Source -
——————————
In 2011, food writer Andrew Knowlton wrote a Bon Appetit feature on Texas barbecue chef Aaron Franklin, calling the beef brisket served at the pitmaster's Franklin Barbecue restaurant "stunning."
Since then, Texas-style smokehouse beef brisket, long a regional favorite, has exploded in popularity. Over the past decade, the item has worked its way onto menus for national fast-food chains, like Arby's.
In 2015, Franklin became the first chef ever to win the coveted James Beard award for barbecue. Brisket has even made inroads in European and Asian markets, a feat considering that countries like Japan have largely shunned U.S. beef in recent years.
Today, Americans' growing appetite for brisket — once the cheapest cut of beef — has sent prices soaring despite it requiring hours of cooking to soften the tough meat. Brisket now ranks as the the third-priciest cut of beef, after the primal rib and loin from which ribeye and T-bone steaks come from. June brisket prices hit a record high for the month, with prices at $2.08 per pound — that's up about 13% from the same week last year, according to the U.S. Department of Agriculture.
Only so many briskets
Brisket costs hit an all-time high four years ago when a drought cut supply and drove up prices. But the numbers this year are more surprising, given that the U.S. ramped up production to make 27 million pounds of beef last year, a decade high, according to industry publication Beef2Live. That still wasn't enough to satisfy Americans' hankering for slow-cooked brisket.
"There's a limited number of briskets, limited number of animals, even though our supply has been growing," said David Anderson, agricultural economist at the Texas A&M University, which every summer organizes a Camp Brisket for applicants to learn the science behind barbecue. "This is a case of consumer demand outstripping supply."
——————————
Dataset rows -
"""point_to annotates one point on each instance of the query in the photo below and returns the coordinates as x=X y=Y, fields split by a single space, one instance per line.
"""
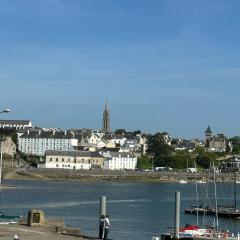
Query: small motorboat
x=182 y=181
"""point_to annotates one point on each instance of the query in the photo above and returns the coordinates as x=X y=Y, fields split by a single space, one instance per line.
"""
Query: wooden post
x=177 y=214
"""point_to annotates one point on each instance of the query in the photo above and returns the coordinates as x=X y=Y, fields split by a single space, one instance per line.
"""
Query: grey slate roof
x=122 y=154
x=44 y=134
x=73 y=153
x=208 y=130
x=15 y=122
——————————
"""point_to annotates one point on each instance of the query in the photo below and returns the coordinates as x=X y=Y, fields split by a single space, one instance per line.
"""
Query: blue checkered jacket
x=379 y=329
——————————
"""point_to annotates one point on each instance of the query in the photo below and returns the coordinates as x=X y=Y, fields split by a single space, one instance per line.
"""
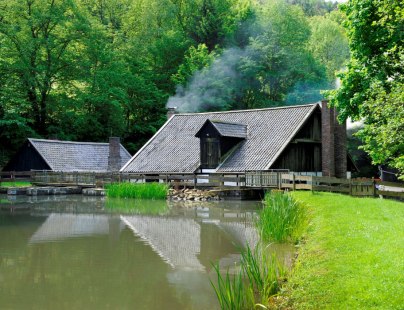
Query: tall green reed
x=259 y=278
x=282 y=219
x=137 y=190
——————————
Exercise instructions - Please say whether each statement agrees with the brisket article, answering yes or no and quoting the article's deciding words: (a) Franklin won the James Beard award for barbecue in 2015. (b) June brisket prices were lower than in the same week the year before. (c) Texas A&M University holds Camp Brisket every winter. The data is separate from the brisket article.

Result below -
(a) Yes: "In 2015, Franklin became the first chef ever to win the coveted James Beard award for barbecue."
(b) No: "up about 13% from the same week last year"
(c) No: "which every summer organizes a Camp Brisket"